> [WORK REQUIRED]: Copy out only the span from the line with "of the tall" to the end of the data, both ends kept, word for word.

> [ENTRIES SUPPLIED]:
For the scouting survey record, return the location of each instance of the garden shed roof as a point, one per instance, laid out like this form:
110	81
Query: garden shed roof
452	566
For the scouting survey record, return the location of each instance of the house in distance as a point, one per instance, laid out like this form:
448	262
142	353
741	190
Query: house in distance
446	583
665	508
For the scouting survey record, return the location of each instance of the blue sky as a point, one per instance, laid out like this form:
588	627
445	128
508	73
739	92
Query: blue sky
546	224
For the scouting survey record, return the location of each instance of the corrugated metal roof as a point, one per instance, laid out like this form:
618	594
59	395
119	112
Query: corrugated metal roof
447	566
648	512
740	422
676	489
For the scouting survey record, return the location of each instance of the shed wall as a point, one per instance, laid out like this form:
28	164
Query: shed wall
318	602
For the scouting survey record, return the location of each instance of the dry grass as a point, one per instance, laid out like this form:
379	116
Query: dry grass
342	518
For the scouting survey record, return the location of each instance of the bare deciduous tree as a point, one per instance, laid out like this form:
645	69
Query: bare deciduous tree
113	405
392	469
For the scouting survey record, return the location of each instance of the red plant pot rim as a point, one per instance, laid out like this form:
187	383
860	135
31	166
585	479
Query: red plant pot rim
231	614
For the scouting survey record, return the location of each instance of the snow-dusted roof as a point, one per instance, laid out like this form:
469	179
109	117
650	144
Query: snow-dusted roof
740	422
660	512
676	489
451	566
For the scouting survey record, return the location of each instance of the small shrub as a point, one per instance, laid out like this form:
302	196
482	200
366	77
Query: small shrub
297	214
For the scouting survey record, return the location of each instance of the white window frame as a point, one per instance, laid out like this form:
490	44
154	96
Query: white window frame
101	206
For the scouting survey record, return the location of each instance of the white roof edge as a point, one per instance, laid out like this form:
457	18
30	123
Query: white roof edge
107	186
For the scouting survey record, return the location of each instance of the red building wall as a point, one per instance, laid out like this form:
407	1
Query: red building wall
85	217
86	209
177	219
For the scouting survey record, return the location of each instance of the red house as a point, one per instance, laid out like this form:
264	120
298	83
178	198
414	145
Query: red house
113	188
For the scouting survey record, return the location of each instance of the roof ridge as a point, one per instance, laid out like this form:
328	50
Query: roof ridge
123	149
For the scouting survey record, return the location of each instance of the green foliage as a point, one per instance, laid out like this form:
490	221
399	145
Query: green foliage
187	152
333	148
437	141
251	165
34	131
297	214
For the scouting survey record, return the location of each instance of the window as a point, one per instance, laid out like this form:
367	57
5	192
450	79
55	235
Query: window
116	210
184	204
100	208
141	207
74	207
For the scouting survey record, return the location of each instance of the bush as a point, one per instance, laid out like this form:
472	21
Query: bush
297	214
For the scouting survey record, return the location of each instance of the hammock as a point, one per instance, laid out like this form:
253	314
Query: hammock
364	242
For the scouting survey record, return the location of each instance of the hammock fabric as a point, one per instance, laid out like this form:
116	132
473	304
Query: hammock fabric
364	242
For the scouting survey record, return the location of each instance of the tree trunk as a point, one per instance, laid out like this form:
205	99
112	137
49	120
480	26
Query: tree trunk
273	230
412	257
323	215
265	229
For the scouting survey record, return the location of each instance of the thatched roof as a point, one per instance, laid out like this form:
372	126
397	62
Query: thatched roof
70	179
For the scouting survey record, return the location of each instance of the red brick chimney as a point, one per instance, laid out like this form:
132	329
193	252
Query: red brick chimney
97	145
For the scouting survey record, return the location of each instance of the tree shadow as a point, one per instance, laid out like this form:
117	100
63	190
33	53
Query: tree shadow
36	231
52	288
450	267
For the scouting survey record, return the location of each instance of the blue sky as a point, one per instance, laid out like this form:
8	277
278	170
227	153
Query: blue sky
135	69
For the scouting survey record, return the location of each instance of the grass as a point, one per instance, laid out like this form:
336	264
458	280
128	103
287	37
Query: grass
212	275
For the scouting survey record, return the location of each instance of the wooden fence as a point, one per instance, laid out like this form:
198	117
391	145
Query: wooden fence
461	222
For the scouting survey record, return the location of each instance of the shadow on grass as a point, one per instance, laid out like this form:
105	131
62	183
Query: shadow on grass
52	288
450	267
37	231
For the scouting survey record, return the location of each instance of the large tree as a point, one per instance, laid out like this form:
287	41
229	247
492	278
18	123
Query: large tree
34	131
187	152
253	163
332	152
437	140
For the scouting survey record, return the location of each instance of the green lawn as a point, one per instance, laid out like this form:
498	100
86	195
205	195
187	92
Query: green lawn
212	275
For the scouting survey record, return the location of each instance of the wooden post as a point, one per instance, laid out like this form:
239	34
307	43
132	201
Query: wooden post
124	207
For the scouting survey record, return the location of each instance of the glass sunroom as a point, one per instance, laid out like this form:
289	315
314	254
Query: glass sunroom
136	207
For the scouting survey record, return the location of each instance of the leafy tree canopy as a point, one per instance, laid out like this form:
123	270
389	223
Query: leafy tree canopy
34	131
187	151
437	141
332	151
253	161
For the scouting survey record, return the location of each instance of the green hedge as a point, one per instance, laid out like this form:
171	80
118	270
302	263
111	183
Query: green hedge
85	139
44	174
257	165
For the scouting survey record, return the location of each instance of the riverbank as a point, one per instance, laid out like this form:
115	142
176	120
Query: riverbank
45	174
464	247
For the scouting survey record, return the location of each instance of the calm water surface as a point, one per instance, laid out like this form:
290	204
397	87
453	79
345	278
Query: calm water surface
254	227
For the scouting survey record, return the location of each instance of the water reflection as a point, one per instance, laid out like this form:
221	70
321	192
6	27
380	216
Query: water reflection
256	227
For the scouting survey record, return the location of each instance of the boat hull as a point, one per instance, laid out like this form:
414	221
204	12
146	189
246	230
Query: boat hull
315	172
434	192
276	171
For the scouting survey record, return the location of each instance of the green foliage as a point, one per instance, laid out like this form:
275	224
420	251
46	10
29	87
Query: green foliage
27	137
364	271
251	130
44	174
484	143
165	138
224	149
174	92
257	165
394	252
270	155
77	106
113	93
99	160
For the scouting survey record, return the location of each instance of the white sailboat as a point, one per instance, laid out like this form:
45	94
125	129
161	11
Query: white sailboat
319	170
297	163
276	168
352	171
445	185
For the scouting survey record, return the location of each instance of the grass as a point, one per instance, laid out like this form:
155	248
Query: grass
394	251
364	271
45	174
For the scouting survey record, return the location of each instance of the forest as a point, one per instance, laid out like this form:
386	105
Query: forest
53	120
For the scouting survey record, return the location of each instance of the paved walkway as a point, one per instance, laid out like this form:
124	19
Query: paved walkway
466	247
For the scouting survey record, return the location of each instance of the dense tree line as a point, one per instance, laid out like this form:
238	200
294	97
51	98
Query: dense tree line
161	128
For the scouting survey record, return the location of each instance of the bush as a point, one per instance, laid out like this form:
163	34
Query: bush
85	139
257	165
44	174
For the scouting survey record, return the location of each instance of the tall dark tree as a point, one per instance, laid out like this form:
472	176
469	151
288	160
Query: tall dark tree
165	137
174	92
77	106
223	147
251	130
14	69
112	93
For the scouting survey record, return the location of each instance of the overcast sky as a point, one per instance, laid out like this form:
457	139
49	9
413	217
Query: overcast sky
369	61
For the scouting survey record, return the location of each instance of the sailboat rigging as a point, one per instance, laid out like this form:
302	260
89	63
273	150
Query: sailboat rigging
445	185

> [RESULT OF THIS TASK]:
For the scouting survey record, return the location of each instance of the tall dark tree as a point, one per instance, laid out like this form:
472	176
469	151
288	160
Query: tall dark tree
165	137
174	92
77	106
223	147
251	130
14	69
112	93
For the scouting survey record, return the location of each instance of the overcast sky as a point, one per instance, laid out like this form:
457	139
49	9
413	217
Query: overcast sky
369	61
For the scouting survey record, return the location of each instance of the sailboat rigging as a point, one per instance, laid out like this form:
302	260
89	63
273	150
Query: sailboat rigging
445	185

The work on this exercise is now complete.